*What you will do*
a – Rewrite the part of the myocarditis abstract below starting with "Semaphorin7A aggravates coxsackievirusB3-induced" and going on through "enhanced inflammatory response.", putting "Semaphorin 7A" in place of "Semaphorin7A" everywhere it occurs.
b – Based on the myocarditis abstract below, decide whether each statement agrees with it. Answer yes or no for each, and quote the words that decide it. (i) Sema7A was down-regulated in cardiomyocytes during VMC. (ii) Adoptive transfer of α1β1-integrin macrophages made CVB3-induced myocarditis worse. (iii) The role of Sema7A in CVB3-induced VMC had already been reported before this study.

*Passage for review*
=== Section Start ===
Semaphorin7A aggravates coxsackievirusB3-induced viral myocarditis by increasing α1β1-integrin macrophages and subsequent enhanced inflammatory response.

Semaphorin7A (Sema7A) has been reported to play various roles in nerve axon growth, tumor suppression, and tissue remodeling, as well as regulation of intestinal inflammation diseases. Viral myocarditis (VMC) characterized by viral-myocardial-cell necrosis and inflammatory cell infiltration is a common clinical disease of the cardiovascular system. However, the role of Sema7A in coxsackievirus B3 (CVB3)-induced VMC has not been reported. In this study, we generated an acute VMC mouse model by CVB3 infection, and manipulated Sema7A expression by in vivo polyethyleneimine-mediated Sema7A down-regulation. Our results indicated that Sema7A was up-regulated in cardiomyocytes during VMC, and that Sema7A down-regulation following short hairpin RNA interference or mAb neutralization effectively protected mice from VMC. Additionally, reduced inflammatory responses were observed along with Sema7A down-regulation. Furthermore, adoptive transfer of α1β1-integrin macrophages exacerbated CVB3-induced myocarditis, suggesting the significance of α1β1-integrin macrophages in response to VMC. We observed that co-culture of neonatal myocardiocytes with macrophages increased the percentage of α1β1-integrin macrophages, while Sema7A neutralization reduced α1β1-integrin macrophages in heart tissue of VMC mice. These results demonstrated that Sema7A, as an inflammation regulator in CVB3-induced VMC, might interact with α1β1-integrin in macrophages to enhance the inflammatory response and aggravate disease severity. Our findings provided insight into the potential role of Sema7A as a therapeutic treatment for VMC.
=== Section End ===
*Provided material*
=== Section Start ===
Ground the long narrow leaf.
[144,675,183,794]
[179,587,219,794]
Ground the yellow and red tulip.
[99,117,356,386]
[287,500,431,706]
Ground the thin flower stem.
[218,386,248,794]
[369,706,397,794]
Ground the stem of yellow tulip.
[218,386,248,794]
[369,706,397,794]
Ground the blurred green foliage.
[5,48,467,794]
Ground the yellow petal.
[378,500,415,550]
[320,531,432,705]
=== Section End ===
=== Section Start ===
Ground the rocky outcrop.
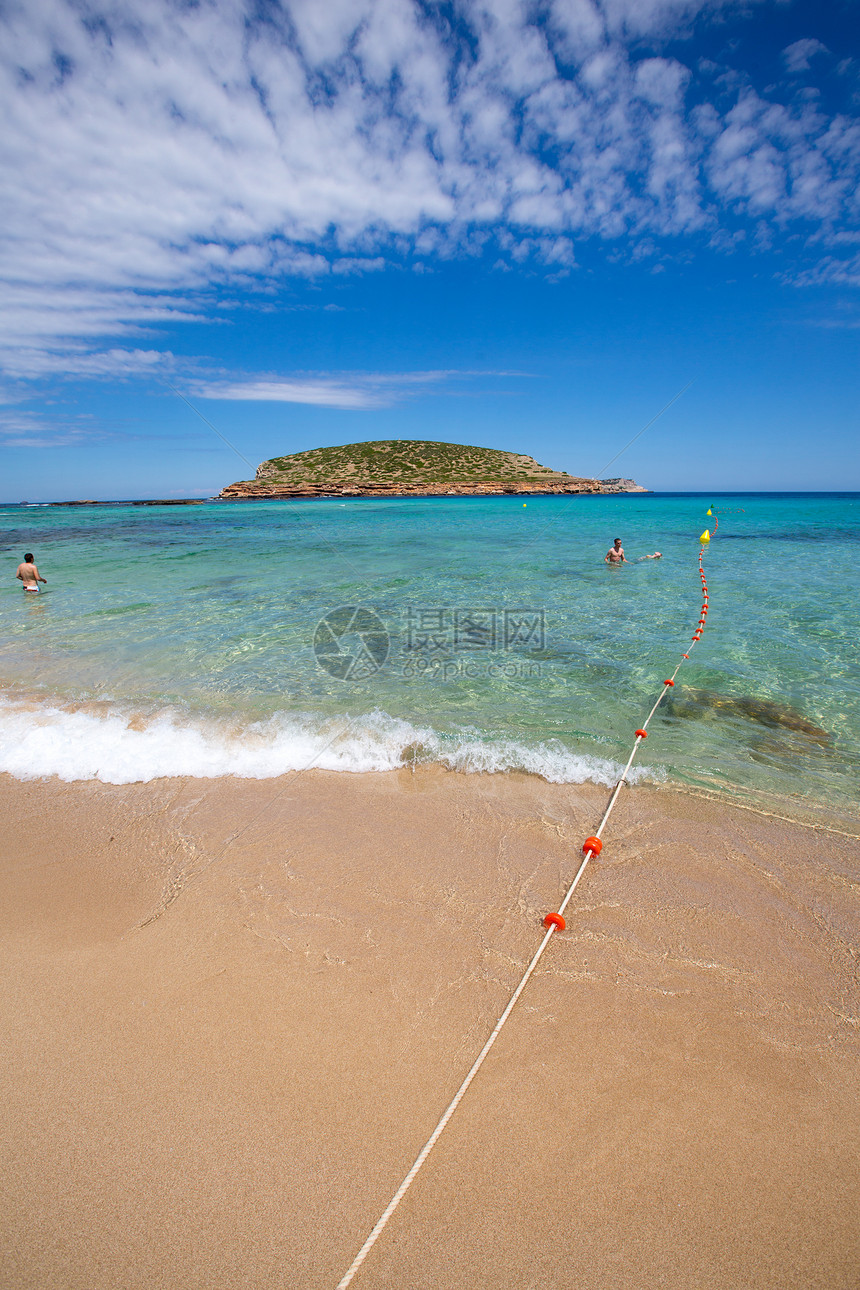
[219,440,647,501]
=== Section End ===
*Expected results*
a –
Semaphorin 7A aggravates coxsackievirusB3-induced viral myocarditis by increasing α1β1-integrin macrophages and subsequent enhanced inflammatory response.

b –
(i) No: "Sema7A was up-regulated in cardiomyocytes during VMC"
(ii) Yes: "adoptive transfer of α1β1-integrin macrophages exacerbated CVB3-induced myocarditis"
(iii) No: "the role of Sema7A in coxsackievirus B3 (CVB3)-induced VMC has not been reported"